#### Given request 1:
Return every line of the records, below, that contains the string "cloudy", matching case exactly.

++++ Extracted text

Dear All,
I'm new to Calibre, however those of you who are not surely know about the problem of broken lines when converting PDF to ePUB. <BR> codes appear wherever they want to and split text into thousands of passages which looks weird.
This article (
https://dearauthor.com/ebooks/calibr...nversion-tips/) suggests using Heuristic Processing during conversion to get rid of <BR>s, but it didn't work for me - I used the range from 0.4 to 0.6 with absolutely no result.
The same article proposes to use Search & Replace function and it
was a solution in my case! I used the following logic:
\. +<br>(*SKIP)(*FAIL)|\<br>|\d +<br>
I assumed that <BR>s after dot (".") were an
author-defined start of the new passage, so i didn't touch them (
\. +<br>(*SKIP)), while standalone <BR>s (
\<br>) and <BR>s which follow any word (
\d +<br>) were replaced with nothing (= deleted), as almost always
they were breaking sentence into useless passages.

++++++++
++++ Dataset entries

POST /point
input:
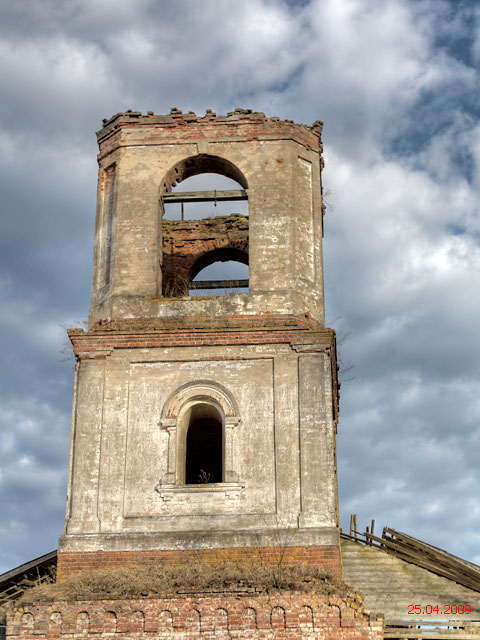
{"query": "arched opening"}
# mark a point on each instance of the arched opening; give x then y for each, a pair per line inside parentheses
(206, 195)
(220, 272)
(202, 226)
(204, 445)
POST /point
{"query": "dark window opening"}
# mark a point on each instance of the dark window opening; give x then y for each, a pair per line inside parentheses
(221, 278)
(204, 451)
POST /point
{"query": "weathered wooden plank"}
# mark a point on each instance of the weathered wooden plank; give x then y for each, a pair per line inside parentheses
(205, 196)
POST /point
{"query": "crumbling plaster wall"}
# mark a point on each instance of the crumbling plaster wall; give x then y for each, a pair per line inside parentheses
(122, 449)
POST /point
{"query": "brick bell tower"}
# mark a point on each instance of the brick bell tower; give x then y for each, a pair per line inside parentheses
(205, 425)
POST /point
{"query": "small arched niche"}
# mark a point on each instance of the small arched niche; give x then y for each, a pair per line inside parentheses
(199, 419)
(204, 446)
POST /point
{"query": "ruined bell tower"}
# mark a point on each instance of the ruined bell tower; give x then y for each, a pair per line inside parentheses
(205, 424)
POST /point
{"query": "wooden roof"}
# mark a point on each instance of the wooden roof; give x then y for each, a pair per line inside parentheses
(15, 582)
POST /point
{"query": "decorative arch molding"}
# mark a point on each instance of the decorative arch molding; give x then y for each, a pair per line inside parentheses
(174, 419)
(207, 390)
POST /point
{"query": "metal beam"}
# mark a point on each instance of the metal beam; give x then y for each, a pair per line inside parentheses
(205, 196)
(219, 284)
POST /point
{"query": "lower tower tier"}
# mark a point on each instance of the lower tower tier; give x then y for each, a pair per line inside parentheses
(207, 437)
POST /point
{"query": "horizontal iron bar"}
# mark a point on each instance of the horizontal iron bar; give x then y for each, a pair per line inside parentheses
(219, 284)
(206, 196)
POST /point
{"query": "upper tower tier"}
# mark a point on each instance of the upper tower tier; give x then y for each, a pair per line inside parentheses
(144, 264)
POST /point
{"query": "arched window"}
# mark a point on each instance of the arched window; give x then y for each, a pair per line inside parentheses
(205, 226)
(204, 446)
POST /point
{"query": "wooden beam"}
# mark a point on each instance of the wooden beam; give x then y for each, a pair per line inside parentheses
(205, 196)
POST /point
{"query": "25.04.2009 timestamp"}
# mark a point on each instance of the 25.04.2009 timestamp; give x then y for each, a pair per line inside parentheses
(441, 610)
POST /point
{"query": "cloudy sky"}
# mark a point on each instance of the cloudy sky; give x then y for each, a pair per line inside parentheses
(397, 84)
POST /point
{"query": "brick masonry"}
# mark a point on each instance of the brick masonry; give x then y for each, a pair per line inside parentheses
(230, 614)
(191, 245)
(327, 557)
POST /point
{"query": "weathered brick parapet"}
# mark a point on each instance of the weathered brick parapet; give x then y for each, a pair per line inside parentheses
(126, 128)
(301, 332)
(233, 614)
(325, 557)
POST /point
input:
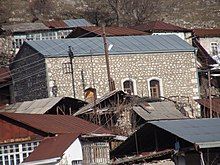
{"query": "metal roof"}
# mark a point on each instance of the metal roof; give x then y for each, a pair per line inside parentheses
(121, 45)
(160, 110)
(206, 103)
(77, 22)
(52, 147)
(22, 27)
(207, 32)
(39, 106)
(110, 31)
(54, 124)
(203, 132)
(88, 107)
(159, 26)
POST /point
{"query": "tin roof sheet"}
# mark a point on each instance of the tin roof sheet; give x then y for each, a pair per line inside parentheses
(77, 22)
(159, 26)
(22, 27)
(52, 147)
(207, 32)
(39, 106)
(160, 110)
(206, 103)
(204, 132)
(121, 45)
(56, 124)
(55, 24)
(110, 31)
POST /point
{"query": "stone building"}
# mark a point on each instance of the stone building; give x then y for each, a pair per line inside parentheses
(151, 66)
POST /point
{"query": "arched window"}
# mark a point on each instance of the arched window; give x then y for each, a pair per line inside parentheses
(128, 87)
(155, 88)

++++++++

#### Given request 2:
Echo the Calibre forum post above word for word, from start to finish.

#### Correct response 1:
{"query": "cloudy sky"}
# mark a point on each instance of the cloudy sky; give x then y for each, a pair per line inside parentheses

#### Correct response 2:
Dear All,
I'm new to Calibre, however those of you who are not surely know about the problem of broken lines when converting PDF to ePUB. <BR> codes appear wherever they want to and split text into thousands of passages which looks weird.
This article (
https://dearauthor.com/ebooks/calibr...nversion-tips/) suggests using Heuristic Processing during conversion to get rid of <BR>s, but it didn't work for me - I used the range from 0.4 to 0.6 with absolutely no result.
The same article proposes to use Search & Replace function and it
was a solution in my case! I used the following logic:
\. +<br>(*SKIP)(*FAIL)|\<br>|\d +<br>
I assumed that <BR>s after dot (".") were an
author-defined start of the new passage, so i didn't touch them (
\. +<br>(*SKIP)), while standalone <BR>s (
\<br>) and <BR>s which follow any word (
\d +<br>) were replaced with nothing (= deleted), as almost always
they were breaking sentence into useless passages.